WORK REQUEST - Print the whole listing, character for character.
- - - - - - -
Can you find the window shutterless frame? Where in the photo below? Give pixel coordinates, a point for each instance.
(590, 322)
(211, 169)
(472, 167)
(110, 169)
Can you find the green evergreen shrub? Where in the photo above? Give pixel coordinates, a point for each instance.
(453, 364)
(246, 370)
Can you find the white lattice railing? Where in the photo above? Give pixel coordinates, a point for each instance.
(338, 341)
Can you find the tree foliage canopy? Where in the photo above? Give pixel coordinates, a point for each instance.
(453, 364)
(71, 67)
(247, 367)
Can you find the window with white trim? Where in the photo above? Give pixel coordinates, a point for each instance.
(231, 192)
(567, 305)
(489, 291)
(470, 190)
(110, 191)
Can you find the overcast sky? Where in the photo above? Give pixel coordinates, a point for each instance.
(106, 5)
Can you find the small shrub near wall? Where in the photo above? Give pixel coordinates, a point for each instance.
- - - - - - -
OUTPUT -
Can you find the window shutterless frame? Where in the photo below? Give pixel coordinates, a point for each instance.
(590, 322)
(211, 169)
(472, 167)
(110, 169)
Can you find the green evergreen shrub? Where in the photo above? Give pixel coordinates, a point for each instance.
(453, 364)
(246, 370)
Can you find the white lattice railing? Where in the photo above? Give pixel coordinates, a point for each instance.
(338, 341)
Can you find the tree foliage canopy? Where in the photo above? Give pixel coordinates, a point for each instance.
(453, 364)
(71, 67)
(247, 367)
Can you find the window with white trim? Where in the photo above? Give pixel coordinates, a point for each instance.
(231, 192)
(567, 305)
(489, 291)
(470, 190)
(110, 191)
Can you find the overcast sky? Where in the photo above? Give pixel coordinates, a point for each instance.
(106, 5)
Can you find the small shrub near wall? Where in the photo above? Give pixel coordinates, a point for each instance.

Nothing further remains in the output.